Much of that time during that period, Romero believed Carlos was being cared for by her sister Maria, Fleischaker said, adding “and she talked to her frequently.”
Hensley said transcripts of Romero’s telephone calls while she was incarcerated show that she knew, as early as July 10, 2007, that her family was no longer caring for the child.
“She knew where he was, she had the phone number; she never called,” he said. “And when she did talk to her sister, she didn’t talk about him, she talked about her criminal case and getting a Social Security number so she could work when she got out.”
When she was arrested in 2007, Romero was living with a brother in Carthage. She called her sister and asked her to pick up Carlos at the baby sitter. The child spent the night with the sister, her husband and their two children. The sister then took him to a brother’s home, but he soon brought the child back.
The ruling also noted efforts by Laura Davenport, a bilingual Parents as Teachers educator with the Carthage School District, to help the infant. Davenport, who had seen Carlos earlier, located him when providing services at the sister’s house. Concerned about what she perceived as nutrition and developmental problems, Davenport brought formula for him. She also offered to contact Jennifer and Oswaldo Velazco, a couple who helped provide child care after another mother had been jailed. By early July, the couple were caring for Carlos full time.
The Valezcos learned of the Mosers, who were going through training to become licensed foster parents in the hopes of eventually adopting. In late September, the Mosers began visiting with the child. In early October, they began caring for him full time and filed papers aimed at adoption.

DATA TO EXAMINE |
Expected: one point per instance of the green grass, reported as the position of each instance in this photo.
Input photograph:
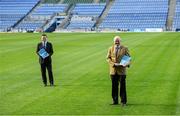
(81, 73)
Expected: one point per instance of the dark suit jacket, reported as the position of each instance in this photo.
(49, 49)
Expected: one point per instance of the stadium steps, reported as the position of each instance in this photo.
(105, 13)
(49, 23)
(21, 20)
(96, 1)
(171, 14)
(66, 21)
(61, 1)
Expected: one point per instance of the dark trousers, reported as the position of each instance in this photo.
(43, 73)
(116, 79)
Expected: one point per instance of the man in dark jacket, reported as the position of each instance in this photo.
(45, 62)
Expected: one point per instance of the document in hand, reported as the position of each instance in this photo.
(42, 52)
(125, 60)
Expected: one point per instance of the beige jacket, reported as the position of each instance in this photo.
(120, 70)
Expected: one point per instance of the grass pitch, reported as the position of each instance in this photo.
(81, 74)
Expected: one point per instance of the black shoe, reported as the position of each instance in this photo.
(114, 103)
(123, 104)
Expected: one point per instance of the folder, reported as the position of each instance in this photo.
(42, 52)
(125, 60)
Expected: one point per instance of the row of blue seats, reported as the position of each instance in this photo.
(176, 22)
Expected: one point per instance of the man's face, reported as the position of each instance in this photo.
(117, 41)
(43, 38)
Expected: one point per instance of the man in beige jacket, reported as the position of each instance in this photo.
(117, 71)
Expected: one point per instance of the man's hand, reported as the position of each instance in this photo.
(116, 64)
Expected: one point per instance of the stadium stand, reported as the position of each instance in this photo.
(77, 1)
(176, 22)
(85, 16)
(11, 11)
(40, 16)
(136, 15)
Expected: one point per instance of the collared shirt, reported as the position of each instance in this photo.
(44, 44)
(116, 49)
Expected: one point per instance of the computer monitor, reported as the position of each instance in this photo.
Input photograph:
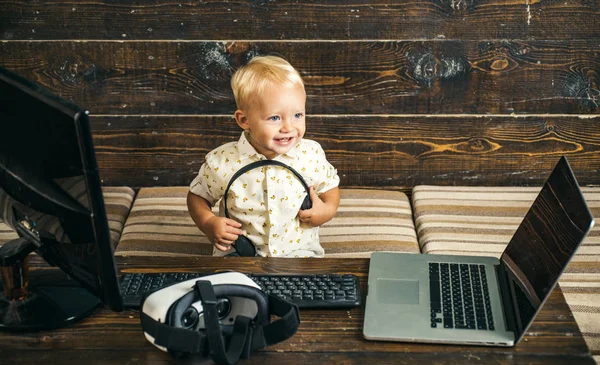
(50, 195)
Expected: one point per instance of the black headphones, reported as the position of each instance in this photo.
(243, 246)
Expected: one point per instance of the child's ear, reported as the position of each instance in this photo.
(241, 119)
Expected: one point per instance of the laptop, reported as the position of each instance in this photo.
(480, 300)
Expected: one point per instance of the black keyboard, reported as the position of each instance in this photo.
(459, 296)
(319, 291)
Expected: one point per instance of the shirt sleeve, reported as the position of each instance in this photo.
(207, 184)
(328, 178)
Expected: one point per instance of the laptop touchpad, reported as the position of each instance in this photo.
(395, 291)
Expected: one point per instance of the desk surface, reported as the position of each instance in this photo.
(333, 336)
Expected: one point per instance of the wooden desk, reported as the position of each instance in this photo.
(324, 337)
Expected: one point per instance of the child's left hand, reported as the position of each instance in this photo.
(318, 214)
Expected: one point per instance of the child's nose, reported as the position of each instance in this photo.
(286, 125)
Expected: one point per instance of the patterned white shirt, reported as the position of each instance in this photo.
(266, 200)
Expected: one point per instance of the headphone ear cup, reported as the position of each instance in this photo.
(244, 247)
(307, 203)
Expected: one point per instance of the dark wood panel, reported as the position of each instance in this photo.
(341, 20)
(152, 356)
(368, 151)
(342, 77)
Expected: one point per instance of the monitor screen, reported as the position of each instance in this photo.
(50, 191)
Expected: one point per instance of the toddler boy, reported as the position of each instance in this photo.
(264, 203)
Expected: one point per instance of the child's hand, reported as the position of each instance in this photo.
(318, 214)
(222, 232)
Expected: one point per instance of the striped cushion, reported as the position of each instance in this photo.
(367, 221)
(117, 202)
(482, 220)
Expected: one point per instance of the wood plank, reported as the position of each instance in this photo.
(368, 151)
(149, 355)
(171, 77)
(306, 19)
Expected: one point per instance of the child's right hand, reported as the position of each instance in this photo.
(222, 232)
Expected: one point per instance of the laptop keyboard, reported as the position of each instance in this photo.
(459, 296)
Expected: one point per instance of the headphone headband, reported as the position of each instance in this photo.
(257, 164)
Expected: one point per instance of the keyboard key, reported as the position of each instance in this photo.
(326, 291)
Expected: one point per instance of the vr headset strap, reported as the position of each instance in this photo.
(279, 330)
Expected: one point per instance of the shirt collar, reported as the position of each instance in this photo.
(247, 150)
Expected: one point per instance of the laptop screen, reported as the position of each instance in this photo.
(544, 243)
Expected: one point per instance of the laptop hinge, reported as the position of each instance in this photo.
(505, 296)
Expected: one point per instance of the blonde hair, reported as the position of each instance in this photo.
(260, 73)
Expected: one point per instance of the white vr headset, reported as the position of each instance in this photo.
(207, 314)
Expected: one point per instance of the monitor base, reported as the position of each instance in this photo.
(30, 307)
(46, 308)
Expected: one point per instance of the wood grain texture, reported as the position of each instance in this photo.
(306, 19)
(336, 336)
(368, 151)
(388, 77)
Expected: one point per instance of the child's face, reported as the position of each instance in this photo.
(275, 119)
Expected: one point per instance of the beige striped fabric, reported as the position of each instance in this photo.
(117, 202)
(482, 220)
(367, 221)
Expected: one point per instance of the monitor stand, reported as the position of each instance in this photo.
(25, 307)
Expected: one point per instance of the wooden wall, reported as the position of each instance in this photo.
(449, 92)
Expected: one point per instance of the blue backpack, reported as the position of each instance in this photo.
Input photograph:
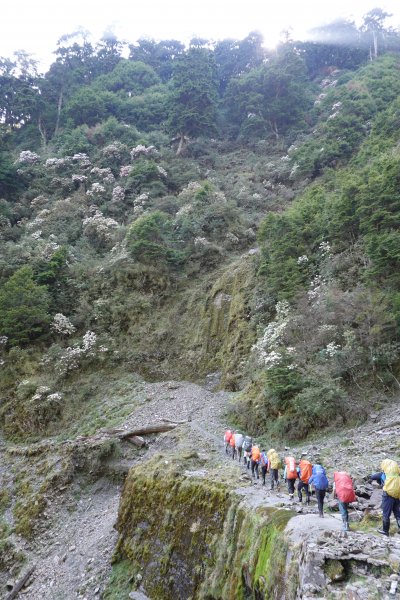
(319, 478)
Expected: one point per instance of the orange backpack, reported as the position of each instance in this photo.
(228, 435)
(291, 471)
(305, 470)
(344, 487)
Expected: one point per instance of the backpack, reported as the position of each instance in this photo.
(320, 479)
(274, 459)
(227, 436)
(247, 443)
(392, 481)
(305, 470)
(238, 440)
(344, 487)
(291, 471)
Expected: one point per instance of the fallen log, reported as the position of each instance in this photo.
(147, 430)
(20, 584)
(137, 440)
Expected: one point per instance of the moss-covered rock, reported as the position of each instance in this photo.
(192, 538)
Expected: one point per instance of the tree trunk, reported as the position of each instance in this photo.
(42, 132)
(59, 107)
(181, 145)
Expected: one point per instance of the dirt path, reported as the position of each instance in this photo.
(73, 553)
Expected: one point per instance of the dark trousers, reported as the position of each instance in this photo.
(390, 505)
(320, 494)
(254, 468)
(274, 477)
(303, 486)
(263, 472)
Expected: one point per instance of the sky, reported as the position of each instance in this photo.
(37, 26)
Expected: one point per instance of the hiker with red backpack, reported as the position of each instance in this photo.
(274, 465)
(247, 445)
(343, 490)
(290, 474)
(264, 462)
(305, 472)
(321, 484)
(227, 438)
(255, 460)
(239, 438)
(232, 444)
(389, 477)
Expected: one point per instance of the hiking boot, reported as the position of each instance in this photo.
(383, 532)
(385, 528)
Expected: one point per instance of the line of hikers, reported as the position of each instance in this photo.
(308, 474)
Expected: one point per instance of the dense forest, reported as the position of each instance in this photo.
(218, 209)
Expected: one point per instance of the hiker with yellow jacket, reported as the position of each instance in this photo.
(274, 465)
(389, 477)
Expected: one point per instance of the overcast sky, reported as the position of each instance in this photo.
(35, 26)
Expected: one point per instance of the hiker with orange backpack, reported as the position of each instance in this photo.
(290, 474)
(255, 460)
(274, 465)
(232, 444)
(227, 438)
(239, 438)
(264, 462)
(390, 478)
(321, 485)
(343, 490)
(305, 472)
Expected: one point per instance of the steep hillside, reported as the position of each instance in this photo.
(222, 216)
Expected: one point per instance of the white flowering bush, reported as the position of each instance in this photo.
(99, 229)
(96, 190)
(82, 159)
(270, 350)
(118, 194)
(141, 150)
(28, 157)
(71, 358)
(125, 170)
(62, 325)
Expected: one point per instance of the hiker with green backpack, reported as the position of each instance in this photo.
(389, 477)
(321, 485)
(274, 465)
(305, 472)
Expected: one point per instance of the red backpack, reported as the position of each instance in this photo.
(344, 487)
(305, 470)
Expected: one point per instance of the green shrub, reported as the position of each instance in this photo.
(23, 308)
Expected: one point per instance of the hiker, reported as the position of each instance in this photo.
(321, 484)
(247, 445)
(264, 464)
(390, 477)
(227, 439)
(274, 464)
(255, 460)
(343, 490)
(239, 438)
(305, 472)
(290, 474)
(232, 444)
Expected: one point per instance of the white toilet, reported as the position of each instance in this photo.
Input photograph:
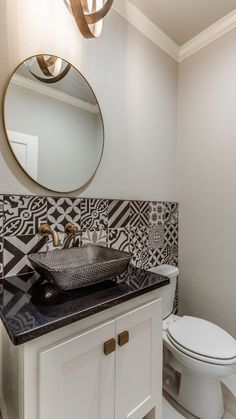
(197, 354)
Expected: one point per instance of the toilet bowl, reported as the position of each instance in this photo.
(197, 353)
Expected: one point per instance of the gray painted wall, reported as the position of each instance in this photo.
(207, 181)
(135, 83)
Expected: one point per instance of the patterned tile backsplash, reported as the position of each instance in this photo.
(149, 230)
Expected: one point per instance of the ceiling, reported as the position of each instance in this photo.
(181, 20)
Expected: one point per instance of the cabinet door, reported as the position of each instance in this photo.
(76, 379)
(139, 363)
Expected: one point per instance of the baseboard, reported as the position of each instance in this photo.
(3, 408)
(229, 399)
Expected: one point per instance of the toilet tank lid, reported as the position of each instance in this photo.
(167, 270)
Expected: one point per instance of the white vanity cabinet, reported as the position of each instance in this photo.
(67, 375)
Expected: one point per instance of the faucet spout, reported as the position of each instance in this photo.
(46, 230)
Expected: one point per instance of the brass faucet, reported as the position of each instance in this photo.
(71, 228)
(46, 230)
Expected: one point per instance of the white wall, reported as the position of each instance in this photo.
(207, 183)
(135, 83)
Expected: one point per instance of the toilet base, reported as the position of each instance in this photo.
(200, 395)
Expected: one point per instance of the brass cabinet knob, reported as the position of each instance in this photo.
(123, 338)
(109, 346)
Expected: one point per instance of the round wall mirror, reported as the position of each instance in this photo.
(53, 123)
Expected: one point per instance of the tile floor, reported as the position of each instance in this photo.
(173, 411)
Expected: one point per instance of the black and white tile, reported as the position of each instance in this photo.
(23, 214)
(157, 213)
(119, 238)
(139, 213)
(15, 253)
(94, 214)
(171, 213)
(156, 236)
(118, 214)
(98, 237)
(1, 215)
(62, 211)
(1, 257)
(148, 230)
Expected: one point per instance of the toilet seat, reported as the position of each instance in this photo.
(202, 340)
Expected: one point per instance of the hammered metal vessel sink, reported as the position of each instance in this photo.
(80, 266)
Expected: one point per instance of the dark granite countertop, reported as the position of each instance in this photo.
(31, 307)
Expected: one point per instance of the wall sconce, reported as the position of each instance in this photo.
(88, 15)
(50, 68)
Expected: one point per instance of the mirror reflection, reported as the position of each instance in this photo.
(53, 123)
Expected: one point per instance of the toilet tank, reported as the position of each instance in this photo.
(167, 293)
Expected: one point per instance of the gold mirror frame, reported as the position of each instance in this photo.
(84, 18)
(8, 141)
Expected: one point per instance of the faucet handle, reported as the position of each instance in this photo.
(44, 229)
(71, 228)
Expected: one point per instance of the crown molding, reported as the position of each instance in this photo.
(53, 93)
(209, 35)
(136, 18)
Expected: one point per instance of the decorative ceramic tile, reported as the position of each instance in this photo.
(156, 236)
(139, 238)
(139, 247)
(98, 237)
(118, 214)
(1, 257)
(156, 257)
(119, 238)
(16, 250)
(94, 214)
(157, 213)
(140, 258)
(171, 213)
(62, 211)
(139, 213)
(23, 214)
(1, 216)
(167, 255)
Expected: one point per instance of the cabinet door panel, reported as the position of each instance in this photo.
(76, 379)
(139, 363)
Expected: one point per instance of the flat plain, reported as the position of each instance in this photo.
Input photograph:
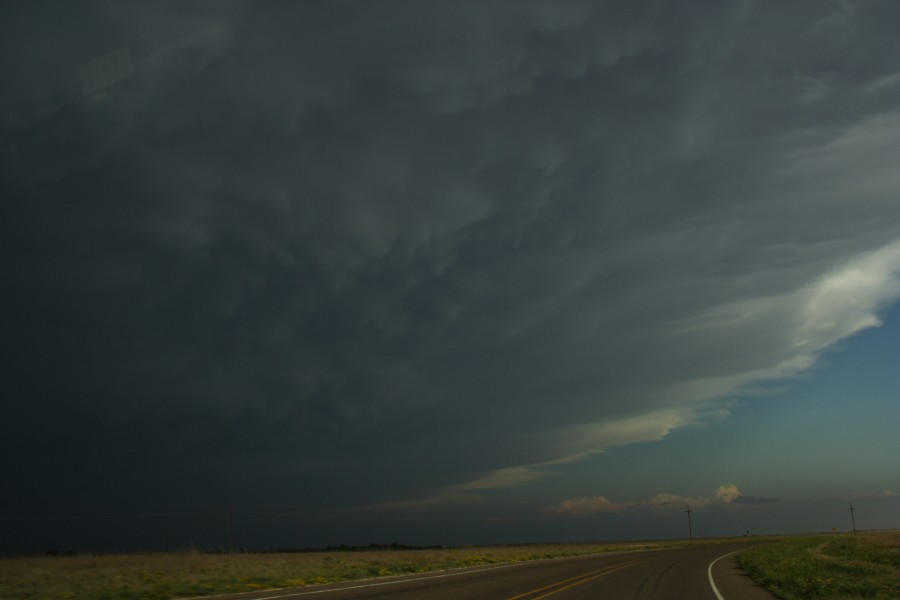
(862, 565)
(158, 575)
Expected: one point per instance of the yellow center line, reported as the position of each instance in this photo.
(573, 581)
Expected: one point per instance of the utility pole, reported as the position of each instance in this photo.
(231, 529)
(687, 509)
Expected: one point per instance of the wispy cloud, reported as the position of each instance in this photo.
(582, 507)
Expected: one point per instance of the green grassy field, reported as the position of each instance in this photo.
(865, 565)
(181, 574)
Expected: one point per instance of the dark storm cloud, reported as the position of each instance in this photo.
(355, 253)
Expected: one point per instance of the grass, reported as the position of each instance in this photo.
(865, 565)
(193, 573)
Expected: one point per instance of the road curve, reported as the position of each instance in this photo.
(696, 573)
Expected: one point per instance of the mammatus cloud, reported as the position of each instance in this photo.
(423, 252)
(724, 495)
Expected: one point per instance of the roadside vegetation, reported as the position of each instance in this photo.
(193, 573)
(864, 565)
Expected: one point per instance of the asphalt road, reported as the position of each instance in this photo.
(699, 573)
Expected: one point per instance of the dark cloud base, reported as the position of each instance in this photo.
(338, 255)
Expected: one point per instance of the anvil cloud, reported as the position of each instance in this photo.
(402, 255)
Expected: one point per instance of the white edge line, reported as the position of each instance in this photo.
(712, 583)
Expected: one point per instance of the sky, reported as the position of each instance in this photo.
(292, 274)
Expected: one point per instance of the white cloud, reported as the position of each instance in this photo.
(583, 507)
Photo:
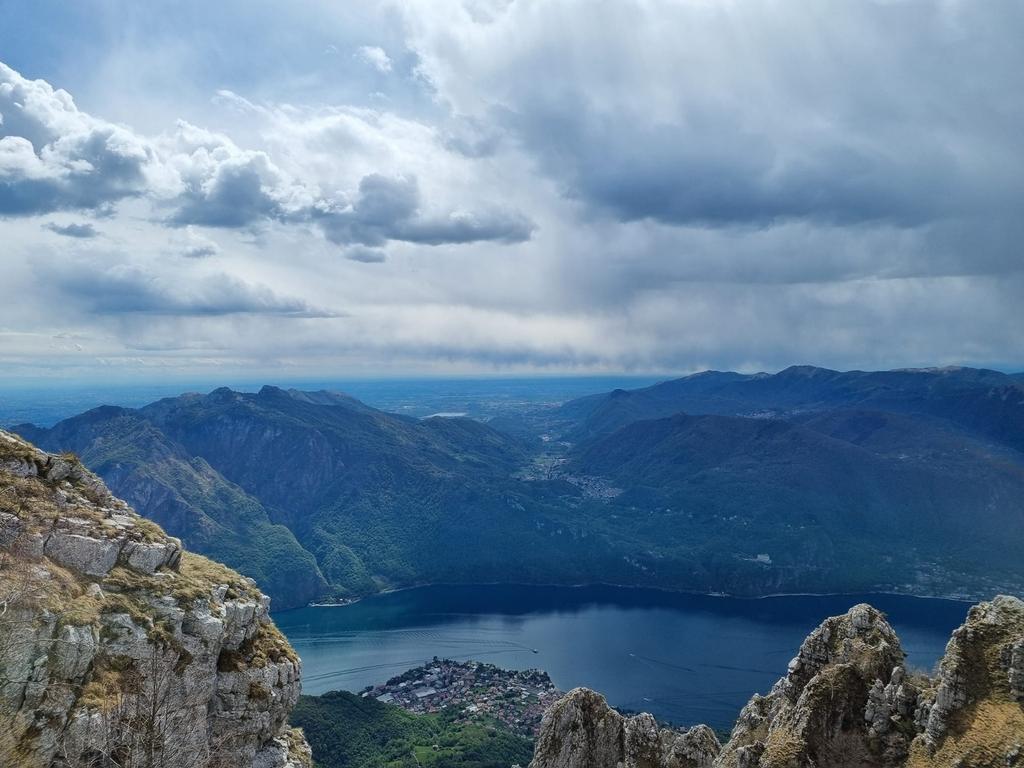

EXERCISE REQUIREMENTS |
**1.** How would you render this sentence from the custody passage in Spanish: "By early July, the couple were caring for Carlos full time."
**2.** Could you carry on the custody passage about Romero and Carlos, picking up after its final sentence?

RESPONSES IN ORDER |
**1.** A principios de julio, la pareja cuidaba a Carlos a tiempo completo.

**2.**
During that time, according to testimony and records cited by the court, Romero rarely asked about the child in telephone calls from jail. That was not the case when Davenport visited her in jail in September, according to transcripts of the meeting. Then, the PAT educator urged Romero to agree to the child’s adoption, but Romero refused, saying she would not give him up.
Hensley said the full transcript of the conversation showed Romero talking to Davenport about wanting to get a passport for her child.
“She wanted to send him to Guatemala so she could stay here and work,” he said. “But there are parts where Laura tries to tell her how he is doing, and she changes the subject.”
The ruling also notes a few attempts — deemed “minimal” by the court — to check on the child after adoption petitions were filed in October 2007.
During the remainder of her incarceration at Osceola and then in federal prison, ending Feb. 15, 2009, Romero did not try to contact the child or provide for his support, according to the ruling. She did mail several notes to him starting in July 2010 and sent $100 in $20 increments in 2011.
The court record also showed that she received nearly $10,000 in child tax credits for the child.
Fleischaker said the credits were a result of a miscommunication between Romero and a tax preparer, adding “she filed an amended return.”
The court also concluded Romero would be “unfit” as a mother because she has two other children, ages 8 and 14, in Guatemala that she has not seen in seven years.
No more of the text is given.